• [Excerpt provided]:
This text was originally published in Coastal Grower (formerly The Island Grower) in Victoria, British Columbia. For subscription information, please call Susanne Steele at the Coastal Grower at 250-478-0825.


Tall Oregon-Grape

British Columbia is home to a diverse collection of native shrubs. Few are as versatile and adaptable as the Oregon-grapes of which Tall Oregon-grape has the highest profile.

Tall Oregon-grape forms handsome shrubby clumps of few to many upright greyish canes. Wild clumps normally grow half to one and a half metres (20-60") tall, but straggly individuals can reach 2.5 m (100"). The inside of the stems and roots is coloured brightly yellow. Shiny, compound evergreen leaves, with 5-9 leaflets crowd near toward the ends of stems. Spiny teeth line leaflet edges giving rise to the species name "aquifolium" which is a classical name for holly. In the summer leaves are lustrous green, but in the winter they often turn bronze or even red. Delicate new growth emerges reddish too.

On the coast many-flowered clusters of bright yellow blossoms appear as early as late February and persist into April. Often several clusters throng the end of a stem resulting in a prominent display. In this plant the petals and sepals are both coloured so that each delicately scented flower has three whorls of three petal-like segments. Glands at the base of the segments produce clear drops of nectar. Inside a ring of seven yellowish stamens with peculiar projecting 'ears' surrounds a squat greenish pistil. Grape-like bunches of small blue berries replace the flowers in late spring and summer. These sour fruits contain large seeds.

• [Requirement 1]: Select each line of the entries that contains the string "vehicle". Case counts.

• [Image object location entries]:
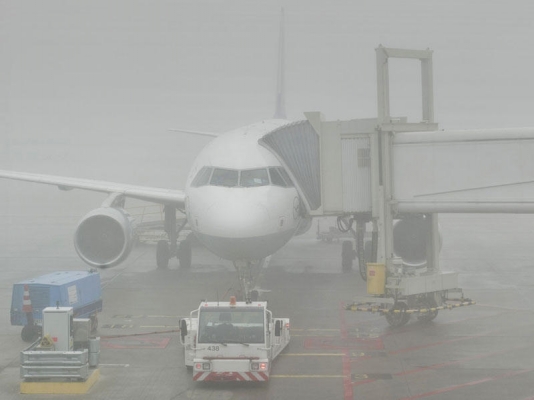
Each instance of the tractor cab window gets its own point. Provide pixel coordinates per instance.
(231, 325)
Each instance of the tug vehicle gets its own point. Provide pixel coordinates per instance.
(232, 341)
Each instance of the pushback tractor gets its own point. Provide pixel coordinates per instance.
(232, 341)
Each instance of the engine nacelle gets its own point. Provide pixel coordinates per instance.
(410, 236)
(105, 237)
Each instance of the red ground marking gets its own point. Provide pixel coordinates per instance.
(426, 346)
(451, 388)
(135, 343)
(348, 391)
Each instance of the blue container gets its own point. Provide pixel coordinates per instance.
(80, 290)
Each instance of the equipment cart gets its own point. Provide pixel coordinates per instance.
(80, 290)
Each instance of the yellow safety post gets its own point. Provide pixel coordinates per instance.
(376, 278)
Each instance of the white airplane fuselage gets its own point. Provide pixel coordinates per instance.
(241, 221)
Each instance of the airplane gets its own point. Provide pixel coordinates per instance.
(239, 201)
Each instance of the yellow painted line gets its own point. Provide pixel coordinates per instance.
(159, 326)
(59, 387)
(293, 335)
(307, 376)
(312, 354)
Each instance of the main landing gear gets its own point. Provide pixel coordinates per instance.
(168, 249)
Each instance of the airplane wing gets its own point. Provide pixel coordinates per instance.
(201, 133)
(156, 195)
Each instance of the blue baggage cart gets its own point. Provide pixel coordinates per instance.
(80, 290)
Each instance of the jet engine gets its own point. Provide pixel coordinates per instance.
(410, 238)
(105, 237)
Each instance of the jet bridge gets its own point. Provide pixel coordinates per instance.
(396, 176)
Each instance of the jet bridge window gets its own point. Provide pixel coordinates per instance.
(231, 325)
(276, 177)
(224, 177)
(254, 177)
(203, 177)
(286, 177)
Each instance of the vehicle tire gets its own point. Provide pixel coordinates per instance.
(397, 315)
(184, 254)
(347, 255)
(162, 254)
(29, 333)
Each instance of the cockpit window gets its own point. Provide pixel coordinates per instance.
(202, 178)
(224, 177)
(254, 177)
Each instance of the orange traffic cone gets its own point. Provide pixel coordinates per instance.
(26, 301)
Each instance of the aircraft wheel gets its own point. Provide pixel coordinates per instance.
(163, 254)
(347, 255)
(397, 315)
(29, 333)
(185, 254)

--

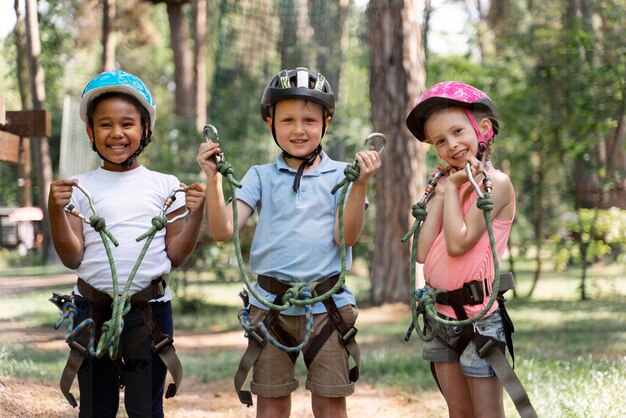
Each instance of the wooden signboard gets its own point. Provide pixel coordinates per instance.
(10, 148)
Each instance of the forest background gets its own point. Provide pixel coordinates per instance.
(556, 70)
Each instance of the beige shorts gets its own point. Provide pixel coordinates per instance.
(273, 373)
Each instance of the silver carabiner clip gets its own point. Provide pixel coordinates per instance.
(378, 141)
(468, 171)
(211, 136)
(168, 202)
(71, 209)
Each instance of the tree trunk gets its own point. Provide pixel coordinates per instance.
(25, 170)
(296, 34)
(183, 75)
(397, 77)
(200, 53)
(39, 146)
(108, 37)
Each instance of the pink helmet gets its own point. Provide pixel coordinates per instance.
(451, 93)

• [Requirement 2]: Echo the passage from the Tall Oregon-grape text between "This text was" and "Grower at 250-478-0825.", inclusive.

• [Task solution 1]:
Each instance of the tug vehicle gets its own point. Provide pixel coordinates per instance.
Each instance of the vehicle tire gets its own point. Provide pixel coordinates per instance.

• [Task solution 2]:
This text was originally published in Coastal Grower (formerly The Island Grower) in Victoria, British Columbia. For subscription information, please call Susanne Steele at the Coastal Grower at 250-478-0825.